Stored items
- - - - - - -

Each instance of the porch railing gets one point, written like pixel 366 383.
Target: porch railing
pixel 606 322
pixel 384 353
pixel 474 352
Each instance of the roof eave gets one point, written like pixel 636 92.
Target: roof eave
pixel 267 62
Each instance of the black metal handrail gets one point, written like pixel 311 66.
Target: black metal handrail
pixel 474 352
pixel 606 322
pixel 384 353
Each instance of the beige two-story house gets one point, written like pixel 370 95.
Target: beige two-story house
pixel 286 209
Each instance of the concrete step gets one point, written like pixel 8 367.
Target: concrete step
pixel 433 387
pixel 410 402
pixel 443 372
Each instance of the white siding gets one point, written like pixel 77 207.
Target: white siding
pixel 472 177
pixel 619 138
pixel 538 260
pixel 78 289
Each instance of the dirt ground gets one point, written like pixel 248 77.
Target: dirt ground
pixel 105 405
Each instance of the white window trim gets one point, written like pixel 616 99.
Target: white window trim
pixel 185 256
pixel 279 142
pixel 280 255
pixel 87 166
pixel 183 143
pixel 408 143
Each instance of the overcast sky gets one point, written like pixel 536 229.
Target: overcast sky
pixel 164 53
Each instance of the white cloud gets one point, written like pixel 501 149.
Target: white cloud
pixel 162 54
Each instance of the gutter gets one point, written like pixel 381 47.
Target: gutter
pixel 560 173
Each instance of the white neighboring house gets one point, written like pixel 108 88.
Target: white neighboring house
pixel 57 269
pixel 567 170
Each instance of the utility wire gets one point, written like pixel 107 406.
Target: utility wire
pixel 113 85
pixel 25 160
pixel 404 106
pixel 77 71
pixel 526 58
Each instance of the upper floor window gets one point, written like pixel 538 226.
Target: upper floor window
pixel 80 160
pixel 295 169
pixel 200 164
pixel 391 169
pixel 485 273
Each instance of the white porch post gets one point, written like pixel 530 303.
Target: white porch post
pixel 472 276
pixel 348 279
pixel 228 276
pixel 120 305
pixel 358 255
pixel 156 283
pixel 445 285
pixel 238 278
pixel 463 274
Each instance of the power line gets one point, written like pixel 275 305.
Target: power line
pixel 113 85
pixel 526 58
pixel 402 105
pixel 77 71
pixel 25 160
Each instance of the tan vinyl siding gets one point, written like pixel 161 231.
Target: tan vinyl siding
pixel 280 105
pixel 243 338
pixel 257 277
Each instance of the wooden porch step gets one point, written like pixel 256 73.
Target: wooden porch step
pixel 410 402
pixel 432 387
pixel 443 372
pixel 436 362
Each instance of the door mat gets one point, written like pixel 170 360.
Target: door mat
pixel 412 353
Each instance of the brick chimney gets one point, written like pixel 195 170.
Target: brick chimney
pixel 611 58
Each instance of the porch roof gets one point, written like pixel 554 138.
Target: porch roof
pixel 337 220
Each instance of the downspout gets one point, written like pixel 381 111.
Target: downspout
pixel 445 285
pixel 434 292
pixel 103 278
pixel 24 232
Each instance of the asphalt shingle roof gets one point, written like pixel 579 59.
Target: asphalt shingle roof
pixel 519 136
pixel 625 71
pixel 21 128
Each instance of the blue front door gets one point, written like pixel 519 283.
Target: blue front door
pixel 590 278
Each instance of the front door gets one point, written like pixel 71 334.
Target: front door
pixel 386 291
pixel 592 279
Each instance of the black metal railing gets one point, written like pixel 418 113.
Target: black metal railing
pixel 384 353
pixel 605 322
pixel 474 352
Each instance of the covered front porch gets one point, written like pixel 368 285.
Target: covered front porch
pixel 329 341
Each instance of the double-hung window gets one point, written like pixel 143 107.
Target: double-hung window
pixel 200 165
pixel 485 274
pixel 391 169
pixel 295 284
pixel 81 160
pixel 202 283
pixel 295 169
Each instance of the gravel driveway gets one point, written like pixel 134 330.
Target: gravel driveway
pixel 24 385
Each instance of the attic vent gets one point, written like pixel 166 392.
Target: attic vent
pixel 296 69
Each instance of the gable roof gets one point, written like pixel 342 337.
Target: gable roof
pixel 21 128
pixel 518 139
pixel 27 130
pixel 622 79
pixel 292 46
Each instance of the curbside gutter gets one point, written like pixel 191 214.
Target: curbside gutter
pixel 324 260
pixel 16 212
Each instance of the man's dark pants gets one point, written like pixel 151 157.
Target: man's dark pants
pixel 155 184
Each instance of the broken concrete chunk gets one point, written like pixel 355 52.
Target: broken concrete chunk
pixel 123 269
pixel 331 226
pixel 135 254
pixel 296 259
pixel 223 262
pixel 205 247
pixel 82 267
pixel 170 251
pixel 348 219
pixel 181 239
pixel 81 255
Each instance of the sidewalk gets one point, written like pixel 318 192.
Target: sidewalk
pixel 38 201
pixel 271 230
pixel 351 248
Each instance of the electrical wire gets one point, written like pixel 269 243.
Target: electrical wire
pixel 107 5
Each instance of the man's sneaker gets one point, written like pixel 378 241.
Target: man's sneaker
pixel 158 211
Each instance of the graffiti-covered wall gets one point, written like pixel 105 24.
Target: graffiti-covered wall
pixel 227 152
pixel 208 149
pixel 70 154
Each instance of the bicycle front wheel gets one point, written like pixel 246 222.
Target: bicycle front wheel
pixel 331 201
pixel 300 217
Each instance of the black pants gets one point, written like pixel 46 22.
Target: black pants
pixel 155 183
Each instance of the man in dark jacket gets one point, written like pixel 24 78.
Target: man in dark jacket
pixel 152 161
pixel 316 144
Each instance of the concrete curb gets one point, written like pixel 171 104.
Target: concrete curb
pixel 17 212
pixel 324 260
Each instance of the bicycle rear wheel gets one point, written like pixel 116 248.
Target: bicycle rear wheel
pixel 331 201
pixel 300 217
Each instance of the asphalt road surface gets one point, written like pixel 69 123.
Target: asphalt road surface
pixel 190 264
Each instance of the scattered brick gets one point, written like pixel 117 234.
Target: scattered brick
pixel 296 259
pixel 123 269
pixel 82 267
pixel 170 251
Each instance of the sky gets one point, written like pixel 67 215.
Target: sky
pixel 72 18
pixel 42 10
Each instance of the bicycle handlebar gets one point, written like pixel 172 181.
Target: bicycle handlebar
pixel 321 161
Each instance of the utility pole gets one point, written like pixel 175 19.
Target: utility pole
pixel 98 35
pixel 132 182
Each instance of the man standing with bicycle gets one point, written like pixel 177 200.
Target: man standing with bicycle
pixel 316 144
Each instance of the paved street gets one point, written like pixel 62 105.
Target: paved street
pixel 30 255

- - - - - - -

→ **BRIEF**
Render the data above as a JSON list of strings, with one string for each line and blank lines omitted.

→ **ANSWER TO THIS TASK**
[
  "Each instance of the porch railing gets one point, written like pixel 366 383.",
  "Target: porch railing",
  "pixel 606 322",
  "pixel 384 353",
  "pixel 474 352",
  "Each instance of the roof eave gets one point, written like pixel 636 92.",
  "Target: roof eave",
  "pixel 267 62",
  "Each instance of the black metal handrail gets one point, written like pixel 311 66.",
  "Target: black metal handrail",
  "pixel 474 352",
  "pixel 606 322",
  "pixel 384 353",
  "Each instance of the beige two-story house gets one point, written like pixel 370 95.",
  "Target: beige two-story house",
  "pixel 286 209",
  "Each instance of the concrete step gets one point, written like pixel 8 367.",
  "Target: concrete step",
  "pixel 433 387",
  "pixel 410 402",
  "pixel 443 372",
  "Each instance of the white siding gets one point, written like pixel 77 207.",
  "Target: white siding",
  "pixel 472 177",
  "pixel 619 138",
  "pixel 538 260",
  "pixel 78 289",
  "Each instance of the dirt ground gets one point, written like pixel 248 77.",
  "Target: dirt ground",
  "pixel 105 405",
  "Each instance of the white window trim gets one point, written like pixel 616 99.",
  "Target: white window trim",
  "pixel 185 256",
  "pixel 279 142",
  "pixel 280 255",
  "pixel 87 166",
  "pixel 183 143",
  "pixel 408 143",
  "Each instance of the overcast sky gets one point, written like pixel 536 229.",
  "Target: overcast sky",
  "pixel 164 53",
  "Each instance of the white cloud gets one point, written like pixel 501 149.",
  "Target: white cloud",
  "pixel 162 54",
  "Each instance of the gutter gets one point, written like pixel 381 47.",
  "Target: gutter",
  "pixel 560 173",
  "Each instance of the white neighboring house gets one point, written like pixel 108 88.",
  "Target: white neighboring house",
  "pixel 57 269",
  "pixel 567 170",
  "Each instance of the utility wire gets one point, written like pixel 107 406.",
  "Target: utility wire",
  "pixel 113 85",
  "pixel 25 160",
  "pixel 404 106",
  "pixel 77 71",
  "pixel 526 58",
  "Each instance of the upper floor window gets one point, written like pixel 538 226.",
  "Target: upper floor window",
  "pixel 80 160",
  "pixel 295 169",
  "pixel 200 164",
  "pixel 391 169",
  "pixel 485 273",
  "Each instance of the white porch post gets one point, written like pixel 530 303.",
  "Target: white porch post",
  "pixel 472 276",
  "pixel 348 279",
  "pixel 228 276",
  "pixel 120 305",
  "pixel 358 255",
  "pixel 156 283",
  "pixel 445 285",
  "pixel 238 278",
  "pixel 463 274",
  "Each instance of the power line gets one point, written like pixel 275 305.",
  "Target: power line",
  "pixel 113 85",
  "pixel 526 58",
  "pixel 402 105",
  "pixel 77 71",
  "pixel 25 160",
  "Each instance of the tan vinyl siding gets one point, written like pixel 161 231.",
  "Target: tan vinyl siding",
  "pixel 280 105",
  "pixel 243 338",
  "pixel 257 277",
  "Each instance of the wooden porch step gets one point, written like pixel 256 73.",
  "Target: wooden porch step",
  "pixel 410 402",
  "pixel 432 387",
  "pixel 443 372",
  "pixel 436 362",
  "Each instance of the door mat gets one point, written like pixel 170 360.",
  "Target: door mat",
  "pixel 412 353",
  "Each instance of the brick chimney gets one point, written like pixel 195 170.",
  "Target: brick chimney",
  "pixel 611 58",
  "Each instance of the porch roof gets one point, written like pixel 554 138.",
  "Target: porch roof",
  "pixel 337 220",
  "Each instance of the downspout gets one point, written like pixel 381 111.",
  "Target: downspout",
  "pixel 445 285",
  "pixel 434 292",
  "pixel 103 278",
  "pixel 24 232",
  "Each instance of the asphalt shingle roof gets one point, written like pixel 579 59.",
  "Target: asphalt shingle roof",
  "pixel 519 136",
  "pixel 625 71",
  "pixel 21 128",
  "Each instance of the blue front door gets one point, written like pixel 519 283.",
  "Target: blue front door",
  "pixel 590 278",
  "Each instance of the front door gets one point, written like pixel 71 334.",
  "Target: front door",
  "pixel 386 291",
  "pixel 592 279",
  "Each instance of the black metal railing gets one point, written like pixel 418 113.",
  "Target: black metal railing",
  "pixel 384 353",
  "pixel 605 322",
  "pixel 474 352",
  "Each instance of the covered front porch gets one point, written like pixel 368 285.",
  "Target: covered front porch",
  "pixel 329 341",
  "Each instance of the double-hung window gets one point, written like pixel 143 107.",
  "Target: double-hung window",
  "pixel 200 165",
  "pixel 485 274",
  "pixel 391 169",
  "pixel 295 284",
  "pixel 81 160",
  "pixel 202 283",
  "pixel 295 169",
  "Each instance of the gravel driveway gets one point, written like pixel 134 330.",
  "Target: gravel driveway",
  "pixel 24 385",
  "Each instance of the attic vent gets one point, written like pixel 166 392.",
  "Target: attic vent",
  "pixel 296 69",
  "Each instance of the gable roof gets one point, written like pixel 342 337.",
  "Target: gable roof",
  "pixel 21 128",
  "pixel 518 139",
  "pixel 27 130",
  "pixel 622 79",
  "pixel 292 46",
  "Each instance of the curbside gutter gets one point, written like pixel 191 214.",
  "Target: curbside gutter",
  "pixel 324 260",
  "pixel 16 212",
  "Each instance of the man's dark pants gets one point, written like pixel 151 157.",
  "Target: man's dark pants",
  "pixel 155 184",
  "Each instance of the broken concrete chunk gets one point, written like pixel 355 52.",
  "Target: broken concrete chunk",
  "pixel 123 269",
  "pixel 331 226",
  "pixel 135 254",
  "pixel 296 259",
  "pixel 223 262",
  "pixel 205 247",
  "pixel 82 267",
  "pixel 170 251",
  "pixel 348 219",
  "pixel 181 239",
  "pixel 81 255",
  "Each instance of the sidewalk gets one point, written like pixel 318 192.",
  "Target: sidewalk",
  "pixel 38 201",
  "pixel 271 230",
  "pixel 351 248",
  "Each instance of the electrical wire gets one point, written like pixel 269 243.",
  "Target: electrical wire",
  "pixel 107 5",
  "Each instance of the man's sneaker gets one point, written like pixel 378 241.",
  "Target: man's sneaker",
  "pixel 158 211",
  "Each instance of the graffiti-covered wall gets one point, written like pixel 105 24.",
  "Target: graffiti-covered wall",
  "pixel 227 152",
  "pixel 208 149",
  "pixel 70 154",
  "Each instance of the bicycle front wheel gets one point, written like pixel 246 222.",
  "Target: bicycle front wheel",
  "pixel 331 201",
  "pixel 300 217",
  "Each instance of the black pants gets one point, written like pixel 46 22.",
  "Target: black pants",
  "pixel 155 183",
  "Each instance of the man in dark jacket gets one point, written like pixel 24 78.",
  "Target: man in dark jacket",
  "pixel 152 161",
  "pixel 316 144",
  "Each instance of the concrete curb gets one point, written like pixel 171 104.",
  "Target: concrete curb",
  "pixel 17 212",
  "pixel 324 260",
  "Each instance of the bicycle rear wheel gets one point, written like pixel 116 248.",
  "Target: bicycle rear wheel",
  "pixel 331 201",
  "pixel 300 217",
  "Each instance of the asphalt road surface gets one point, written like pixel 69 123.",
  "Target: asphalt road surface",
  "pixel 190 264",
  "Each instance of the scattered brick gets one point, written like pixel 117 234.",
  "Target: scattered brick",
  "pixel 296 259",
  "pixel 123 269",
  "pixel 82 267",
  "pixel 170 251",
  "Each instance of the sky gets one point, written like pixel 67 215.",
  "Target: sky",
  "pixel 72 18",
  "pixel 42 10",
  "Each instance of the bicycle handlebar gets one point, written like pixel 172 181.",
  "Target: bicycle handlebar",
  "pixel 321 161",
  "Each instance of the utility pole gets one point, written like pixel 175 19.",
  "Target: utility pole",
  "pixel 98 35",
  "pixel 132 182",
  "Each instance of the man standing with bicycle gets one point, written like pixel 177 200.",
  "Target: man standing with bicycle",
  "pixel 316 144",
  "Each instance of the paved street gets one point, written like pixel 62 105.",
  "Target: paved street",
  "pixel 30 255"
]